[Start PROVIDED RECORDS]

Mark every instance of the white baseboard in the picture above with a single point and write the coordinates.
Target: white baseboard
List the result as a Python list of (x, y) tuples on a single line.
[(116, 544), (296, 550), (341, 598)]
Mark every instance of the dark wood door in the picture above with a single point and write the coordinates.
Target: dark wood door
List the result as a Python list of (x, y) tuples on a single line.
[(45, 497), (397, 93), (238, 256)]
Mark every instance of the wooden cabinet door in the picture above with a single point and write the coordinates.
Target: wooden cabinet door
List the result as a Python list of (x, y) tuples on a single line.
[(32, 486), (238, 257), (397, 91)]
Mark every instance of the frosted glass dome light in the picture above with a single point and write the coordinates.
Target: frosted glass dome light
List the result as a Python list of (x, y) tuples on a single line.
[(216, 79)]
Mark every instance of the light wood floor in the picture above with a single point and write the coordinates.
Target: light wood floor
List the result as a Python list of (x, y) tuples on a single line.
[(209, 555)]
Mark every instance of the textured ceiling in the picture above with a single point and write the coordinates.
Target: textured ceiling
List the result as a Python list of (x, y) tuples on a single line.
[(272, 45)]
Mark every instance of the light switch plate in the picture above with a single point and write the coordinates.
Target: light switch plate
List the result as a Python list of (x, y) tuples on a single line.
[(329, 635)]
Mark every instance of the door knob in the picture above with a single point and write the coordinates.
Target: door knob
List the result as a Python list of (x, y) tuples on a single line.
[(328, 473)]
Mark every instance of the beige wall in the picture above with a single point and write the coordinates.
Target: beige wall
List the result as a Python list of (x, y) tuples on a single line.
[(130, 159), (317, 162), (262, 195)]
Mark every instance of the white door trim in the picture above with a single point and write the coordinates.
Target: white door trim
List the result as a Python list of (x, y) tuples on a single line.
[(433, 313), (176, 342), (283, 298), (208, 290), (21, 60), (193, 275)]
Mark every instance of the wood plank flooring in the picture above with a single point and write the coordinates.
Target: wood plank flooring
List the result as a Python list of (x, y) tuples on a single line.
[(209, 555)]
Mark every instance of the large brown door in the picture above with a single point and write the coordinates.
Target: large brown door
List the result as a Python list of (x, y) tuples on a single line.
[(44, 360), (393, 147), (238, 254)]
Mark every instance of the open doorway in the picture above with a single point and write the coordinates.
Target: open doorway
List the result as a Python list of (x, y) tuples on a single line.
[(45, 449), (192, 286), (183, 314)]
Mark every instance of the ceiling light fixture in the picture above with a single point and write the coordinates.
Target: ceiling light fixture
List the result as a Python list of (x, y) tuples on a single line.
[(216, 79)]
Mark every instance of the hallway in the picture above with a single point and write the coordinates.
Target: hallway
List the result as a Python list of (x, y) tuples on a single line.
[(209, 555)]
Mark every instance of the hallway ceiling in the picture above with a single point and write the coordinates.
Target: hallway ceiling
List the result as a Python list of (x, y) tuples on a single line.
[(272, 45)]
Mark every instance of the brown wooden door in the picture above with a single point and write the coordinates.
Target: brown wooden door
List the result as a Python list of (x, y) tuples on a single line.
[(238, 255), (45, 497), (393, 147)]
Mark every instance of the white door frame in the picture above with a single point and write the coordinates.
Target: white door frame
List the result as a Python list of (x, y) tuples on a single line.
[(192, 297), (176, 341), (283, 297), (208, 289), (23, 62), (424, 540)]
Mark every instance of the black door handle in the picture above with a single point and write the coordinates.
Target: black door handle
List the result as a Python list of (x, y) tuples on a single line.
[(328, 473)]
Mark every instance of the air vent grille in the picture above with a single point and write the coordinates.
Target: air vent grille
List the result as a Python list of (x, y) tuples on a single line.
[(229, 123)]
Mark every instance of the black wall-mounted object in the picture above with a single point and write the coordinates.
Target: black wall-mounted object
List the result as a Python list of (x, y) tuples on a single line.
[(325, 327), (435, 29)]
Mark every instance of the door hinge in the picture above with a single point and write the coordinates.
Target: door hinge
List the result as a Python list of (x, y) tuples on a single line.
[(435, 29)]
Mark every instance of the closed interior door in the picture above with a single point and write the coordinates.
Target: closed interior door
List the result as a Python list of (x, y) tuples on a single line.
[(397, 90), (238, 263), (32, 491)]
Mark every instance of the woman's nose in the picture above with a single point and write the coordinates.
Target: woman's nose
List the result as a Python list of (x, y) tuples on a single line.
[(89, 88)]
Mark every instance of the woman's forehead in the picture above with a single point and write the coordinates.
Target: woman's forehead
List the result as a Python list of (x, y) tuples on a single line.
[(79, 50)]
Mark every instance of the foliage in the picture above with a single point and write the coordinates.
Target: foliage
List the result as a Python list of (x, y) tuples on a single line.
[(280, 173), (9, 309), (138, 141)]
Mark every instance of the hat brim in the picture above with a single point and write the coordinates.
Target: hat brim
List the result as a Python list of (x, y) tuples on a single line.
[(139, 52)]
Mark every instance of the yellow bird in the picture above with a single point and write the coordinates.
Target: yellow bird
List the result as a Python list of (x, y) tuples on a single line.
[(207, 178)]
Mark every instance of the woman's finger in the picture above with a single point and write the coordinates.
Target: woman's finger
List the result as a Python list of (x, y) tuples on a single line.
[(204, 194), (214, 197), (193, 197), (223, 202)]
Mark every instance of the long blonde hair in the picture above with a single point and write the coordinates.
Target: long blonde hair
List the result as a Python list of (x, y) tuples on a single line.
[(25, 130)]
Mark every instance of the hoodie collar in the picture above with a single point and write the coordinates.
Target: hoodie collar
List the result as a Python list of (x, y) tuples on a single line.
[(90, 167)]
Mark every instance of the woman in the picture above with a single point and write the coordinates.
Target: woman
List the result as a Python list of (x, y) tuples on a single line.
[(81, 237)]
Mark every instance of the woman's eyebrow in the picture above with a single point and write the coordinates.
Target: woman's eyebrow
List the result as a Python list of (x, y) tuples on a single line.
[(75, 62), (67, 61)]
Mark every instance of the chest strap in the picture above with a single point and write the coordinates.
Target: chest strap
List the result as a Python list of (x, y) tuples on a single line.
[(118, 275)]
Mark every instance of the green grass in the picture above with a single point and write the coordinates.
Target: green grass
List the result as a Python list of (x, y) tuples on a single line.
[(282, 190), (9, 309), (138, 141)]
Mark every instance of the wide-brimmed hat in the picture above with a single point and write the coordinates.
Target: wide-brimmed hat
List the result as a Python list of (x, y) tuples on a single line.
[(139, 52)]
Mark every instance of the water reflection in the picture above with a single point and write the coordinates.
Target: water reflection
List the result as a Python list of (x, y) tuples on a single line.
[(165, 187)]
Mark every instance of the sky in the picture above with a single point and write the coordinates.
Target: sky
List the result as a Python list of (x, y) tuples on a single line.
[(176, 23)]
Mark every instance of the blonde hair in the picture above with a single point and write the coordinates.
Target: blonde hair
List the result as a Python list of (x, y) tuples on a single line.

[End PROVIDED RECORDS]

Copy out all of the entries above word for word, keeping every line as it is.

RESPONSE FOR THIS EXERCISE:
Mark every instance of the white baseboard in the picture above with a single point and write the coordinates.
Target: white baseboard
List the result as a Python list of (x, y) tuples on a single line.
[(116, 544), (296, 550), (341, 598)]
Mark every instance of the dark wood door in the picture above with a single point and write the coordinates.
Target: dark wood door
List the result as a Python list of (x, y) tuples on a single line.
[(45, 497), (397, 93), (238, 256)]
Mark every instance of the wooden cabinet door in the picture above with a single point and write the coordinates.
Target: wooden cabinet door
List the result as a Python list of (x, y) tuples on a single line.
[(32, 486), (238, 257), (397, 91)]
Mark every instance of the frosted glass dome light in the picture above with a single point and write the coordinates.
Target: frosted glass dome light
List the result as a Python list of (x, y) tuples on a single line.
[(216, 79)]
Mark every instance of the light wood floor in the picture above with a single point and write the coordinates.
Target: light wood floor
List the result as a Python list of (x, y) tuples on a single line.
[(209, 555)]
Mark every instance of the textured ceiling in the picture above with a single point and write the coordinates.
Target: textured ceiling
List the result as a Python list of (x, y) tuples on a single line.
[(272, 45)]
Mark every instance of the light switch plate in the picture above with a single point and write the coordinates.
Target: light switch plate
List the result as a Python list of (x, y) tuples on a single line.
[(329, 635)]
Mark every instance of the door knob in the picture above with a single point and write the coordinates.
Target: door knob
List the result as a Python list of (x, y) tuples on a single line.
[(328, 473)]
Mark every instance of the beige wall in the picture above with a single point and write the coordinates.
Target: beige wall
List the result as a Python list of (x, y) tuples on a single line.
[(130, 159), (317, 162), (262, 195)]
Mark every instance of the white door trim in the picture above with a single point and write the coordinates.
Target: white door trim
List the result as a Python list of (x, y) tuples on a single line.
[(433, 313), (176, 342), (283, 298), (208, 290), (21, 60), (193, 275)]
Mark every instance of the wood plank flooring in the picture above with a single point and write the coordinates.
Target: wood plank flooring
List the result as a Python list of (x, y) tuples on a single line.
[(209, 555)]
Mark every instance of the large brown door in the picture above with a single point and write the coordinates.
Target: large brown door
List the result as a Python list of (x, y) tuples on a single line.
[(44, 360), (393, 147), (238, 254)]
Mark every instance of the open doorway in the picture above with a single point and write the coordinates.
Target: open doorway
List the result as a Python list of (x, y) tuples on a single line.
[(45, 449), (192, 286), (183, 314)]
Mark every instance of the ceiling light fixture in the picture above with a single point and write the coordinates.
Target: ceiling light fixture
List the result as a Python list of (x, y) tuples on a single line.
[(216, 79)]
Mark every instance of the hallway in the picture above with a single point and write the coordinates.
Target: hallway
List the result as a Python list of (x, y) tuples on a single line.
[(209, 555)]
Mark every instance of the hallway ceiling in the picture above with a single point and write the coordinates.
Target: hallway ceiling
List the result as a Python list of (x, y) tuples on a single line.
[(272, 45)]
Mark every instance of the brown wooden door in the picture above with a single point and write the coordinates.
Target: brown wooden door
List the result as a Python list of (x, y) tuples on a single line.
[(238, 255), (45, 497), (393, 147)]
Mark every instance of the white door frame in the picture above with a single point and write the coordinates.
Target: white door frame
List the result as a Python list of (x, y) tuples on a single line.
[(192, 297), (176, 341), (283, 297), (208, 289), (23, 62), (424, 540)]
Mark every instance of the black door handle in the picture above with a single point and write the coordinates.
Target: black door handle
List the result as a Python list of (x, y) tuples on a single line.
[(328, 473)]
Mark every instance of the air vent grille in the picture above with a single point and write the coordinates.
Target: air vent grille
List the result as a Python list of (x, y) tuples on a single line.
[(229, 123)]
Mark every instance of the black wall-mounted object in the picture above with a single point and write the coordinates.
Target: black wall-mounted object
List the result as a Python list of (x, y) tuples on a single line.
[(325, 327), (435, 29)]
Mark every instance of the door hinge in the picture above with a single point and write the coordinates.
Target: door hinge
List the result as a Python list of (x, y) tuples on a single line.
[(435, 29)]
Mark every instance of the closed interior door in the picture above with a single point and write the coordinates.
Target: closed interior door
List the result as a Python list of (x, y) tuples on a single line.
[(397, 90), (238, 263), (32, 491)]
Mark every instance of the woman's nose in the picture above with a single point and write the coordinates.
Target: woman's nose
List the result as a Python list of (x, y) tuples on a single line.
[(89, 88)]
Mark every instance of the woman's forehead in the picture above with a single point and write the coordinates.
Target: woman's forehead
List the result as a Python list of (x, y) tuples on a single line.
[(79, 50)]
Mark every instance of the foliage in the picture above with a single point and write the coordinates.
Target: foliage
List the result as a Python list of (x, y) tuples on a single line.
[(280, 173), (9, 309), (138, 141)]
Mark every instance of the hat brim in the picture above with a single point and write the coordinates.
Target: hat brim
List the result as a Python list of (x, y) tuples on a single line.
[(139, 52)]
Mark every instance of the yellow bird in the picture above with a single point and write the coordinates.
Target: yellow bird
List the result as a Python list of (x, y) tuples on a single line.
[(207, 178)]
Mark every instance of the woman's finger in the picture above with a single point and write the coordinates.
Target: woman's finger
List the result as a Python list of (x, y) tuples on a single line.
[(204, 194), (214, 197), (193, 197), (223, 202)]
Mark every instance of the long blonde hair in the picture above with a single point and write the coordinates.
Target: long blonde hair
List the result as a Python list of (x, y) tuples on a single line.
[(25, 130)]
Mark every instance of the hoodie collar in the picture above with a single point and write the coordinates.
Target: hoodie collar
List the result as a Python list of (x, y) tuples on a single line.
[(90, 167)]
Mark every instance of the woman in the picture above with a single point and write the coordinates.
Target: woman
List the result as a Python list of (x, y) tuples on a single line.
[(81, 237)]
Mark every instance of the woman's eyebrow in the picture above with a single point and write the coordinates.
Target: woman's eyebrow
List the result as a Python list of (x, y) tuples on a single line.
[(75, 62), (67, 61)]
Mark every instance of the chest strap in the picture above with a single point and write the coordinates.
Target: chest strap
List the result as a Python list of (x, y) tuples on a single line.
[(118, 275)]
Mark every instance of the green grass in the picture above with a single point and write the coordinates.
Target: green grass
List the result as a Python list of (x, y) tuples on a single line.
[(282, 190), (9, 309), (138, 141)]
Mark every instance of the wide-brimmed hat in the picture above with a single point and write the coordinates.
Target: wide-brimmed hat
List the result as a Python list of (x, y) tuples on a single line.
[(139, 52)]
Mark every instance of the water reflection in the picture above with a single point and write the coordinates.
Target: water reflection
List the result as a Python list of (x, y) tuples on a single line.
[(165, 187)]
Mark every instance of the sky in the picture above with a single point and write the coordinates.
Target: sky
List the result as a Python list of (x, y) tuples on a single line.
[(176, 23)]
Mark every instance of the blonde hair in the picture above with a single point and write the coordinates.
Target: blonde hair
List the result as a Python list of (x, y) tuples on a single line.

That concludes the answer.